(WORK ITEM): Reproduce the lines of the listing from the line with "Every <instance> describes" up to and including the line with "box: [0, 612, 39, 753]".

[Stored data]
+++

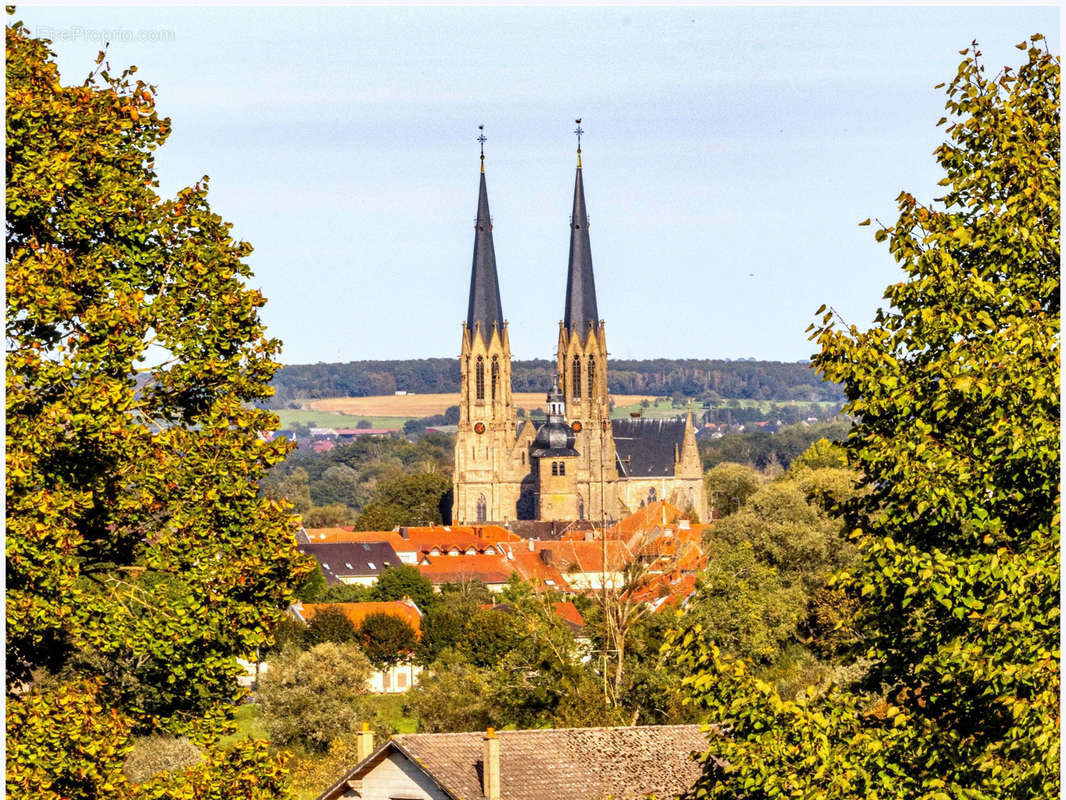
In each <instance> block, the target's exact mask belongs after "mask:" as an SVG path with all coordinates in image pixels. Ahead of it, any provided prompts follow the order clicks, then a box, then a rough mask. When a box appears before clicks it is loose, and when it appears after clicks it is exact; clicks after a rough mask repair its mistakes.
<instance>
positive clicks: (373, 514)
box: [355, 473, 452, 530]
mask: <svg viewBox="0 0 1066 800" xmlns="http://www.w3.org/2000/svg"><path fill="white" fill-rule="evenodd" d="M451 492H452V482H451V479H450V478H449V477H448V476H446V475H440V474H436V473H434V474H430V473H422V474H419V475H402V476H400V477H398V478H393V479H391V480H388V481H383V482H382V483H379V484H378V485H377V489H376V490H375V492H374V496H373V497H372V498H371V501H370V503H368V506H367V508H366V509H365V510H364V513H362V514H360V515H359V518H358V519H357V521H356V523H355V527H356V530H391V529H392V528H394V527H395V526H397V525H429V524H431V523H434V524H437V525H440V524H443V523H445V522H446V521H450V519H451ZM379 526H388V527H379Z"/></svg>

+++

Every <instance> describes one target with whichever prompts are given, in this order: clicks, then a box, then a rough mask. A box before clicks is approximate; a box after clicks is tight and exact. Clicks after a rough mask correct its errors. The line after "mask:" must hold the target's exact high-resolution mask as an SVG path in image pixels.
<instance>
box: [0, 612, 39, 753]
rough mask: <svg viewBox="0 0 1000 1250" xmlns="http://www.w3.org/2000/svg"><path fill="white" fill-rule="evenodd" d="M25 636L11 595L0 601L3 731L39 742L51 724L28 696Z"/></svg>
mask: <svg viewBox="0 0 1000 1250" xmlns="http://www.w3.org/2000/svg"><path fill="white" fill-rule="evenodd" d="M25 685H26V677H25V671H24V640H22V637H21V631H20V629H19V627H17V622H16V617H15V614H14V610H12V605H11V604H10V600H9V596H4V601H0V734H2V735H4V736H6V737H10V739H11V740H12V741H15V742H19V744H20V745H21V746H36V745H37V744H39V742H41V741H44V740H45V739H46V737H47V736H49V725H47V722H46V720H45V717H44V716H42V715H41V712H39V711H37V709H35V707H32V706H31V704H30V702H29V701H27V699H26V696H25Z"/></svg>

+++

(ANSWER BOX):
Every <instance> describes one target with whichever prompts are given, in this order: clicks, then a box, then a rough mask. A box before clicks is approximate; a box after clicks is tight and exact. Clicks after a rough mask correct its errors. The line after "mask:" must hold the target's exact high-resolution mask as an SVG path in image pixels.
<instance>
box: [0, 612, 39, 753]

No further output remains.